■ **Exercise requirements**
The expected result is the segment of the entries that begins with the line containing "On the screen shown above, where is the pot" and ends with the last line, copied verbatim.

(Data to examine begins)

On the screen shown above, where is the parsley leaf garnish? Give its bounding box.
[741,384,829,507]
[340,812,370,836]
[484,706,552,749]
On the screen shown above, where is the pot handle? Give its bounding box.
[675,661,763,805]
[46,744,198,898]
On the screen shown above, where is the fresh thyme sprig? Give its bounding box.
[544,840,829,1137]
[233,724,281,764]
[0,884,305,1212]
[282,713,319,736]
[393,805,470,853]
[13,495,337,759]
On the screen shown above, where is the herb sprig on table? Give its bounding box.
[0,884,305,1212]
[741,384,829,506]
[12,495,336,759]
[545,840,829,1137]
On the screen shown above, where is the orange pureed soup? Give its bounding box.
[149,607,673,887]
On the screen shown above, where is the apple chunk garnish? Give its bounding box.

(Data to examine ends)

■ **Expected answer**
On the screen shown above, where is the pot handle? Give its bounding box.
[675,661,763,805]
[46,744,198,898]
On the screen shown above, where is the fresh thyme sprig? Give its bounding box.
[544,840,829,1137]
[233,724,281,764]
[0,884,305,1212]
[282,713,319,736]
[393,805,470,853]
[13,495,337,759]
On the screen shown above, where is the herb sprig on table? Give its bounding box.
[0,884,305,1212]
[741,384,829,506]
[12,495,336,759]
[545,840,829,1137]
On the screen shown above, where is the orange pureed soup? Give its bounding box.
[149,607,673,887]
On the screen shown above, where is the apple chunk garnish? Give its bounding box.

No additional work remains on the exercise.